Give the listing again exactly, omitting its images.

- SOURCE RECORDS -
=====
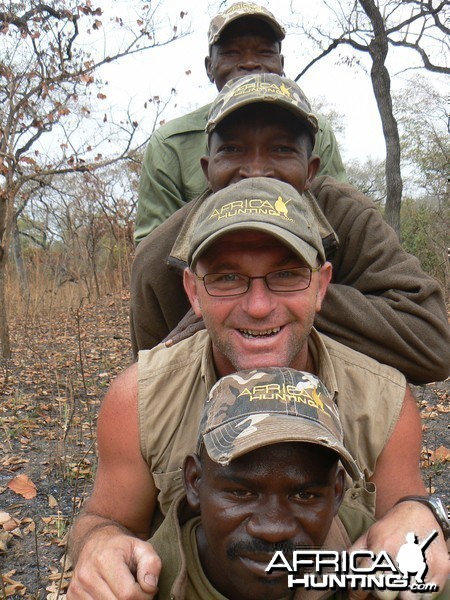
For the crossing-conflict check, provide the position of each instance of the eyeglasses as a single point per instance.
(236, 284)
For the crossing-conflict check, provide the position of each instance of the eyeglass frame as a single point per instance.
(249, 280)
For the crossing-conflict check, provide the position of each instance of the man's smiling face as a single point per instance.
(250, 508)
(259, 328)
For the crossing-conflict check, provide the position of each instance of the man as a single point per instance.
(380, 302)
(245, 38)
(258, 274)
(245, 507)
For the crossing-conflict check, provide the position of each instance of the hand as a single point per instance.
(115, 565)
(188, 325)
(389, 534)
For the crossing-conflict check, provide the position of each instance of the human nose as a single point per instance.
(256, 165)
(273, 523)
(249, 63)
(259, 301)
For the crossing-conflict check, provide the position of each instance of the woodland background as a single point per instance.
(69, 173)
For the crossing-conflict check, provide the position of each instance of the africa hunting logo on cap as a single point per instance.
(238, 11)
(255, 408)
(256, 88)
(262, 204)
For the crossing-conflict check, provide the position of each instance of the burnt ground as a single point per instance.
(50, 393)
=====
- OUTPUT OF THE EXERCISE -
For the crossing-conflict check, provide the position of each instance of the eyeglasses as a single point per instance.
(236, 284)
For the crossing-conflict check, provide the position of each instance of the eyeglass frame as a single point per instance.
(249, 280)
For the crossing-conflict check, provide the position of each instance of the man's smiling face as a single point per instance.
(250, 508)
(259, 328)
For the crossing-conflict check, provide the position of each instance of the man as a single point per instance.
(380, 302)
(245, 38)
(258, 274)
(245, 507)
For the crossing-conflict check, provide the position of each instance of the hand as a single point per instance.
(115, 565)
(188, 325)
(389, 534)
For the crossing-conflict check, provide the position of each instance of the human nose as a single point per instance.
(256, 165)
(273, 523)
(249, 63)
(259, 301)
For the crossing-conflict check, provide the position of each instance of the woodland background as a single point per instance.
(69, 173)
For the crossing-conflict check, provide the position of each instance of the africa hunting logo on cap as a single point per instance.
(238, 11)
(255, 408)
(256, 88)
(262, 204)
For the crossing-conflict check, provide the position of each instance of the burnt ground as a single point per instance.
(50, 393)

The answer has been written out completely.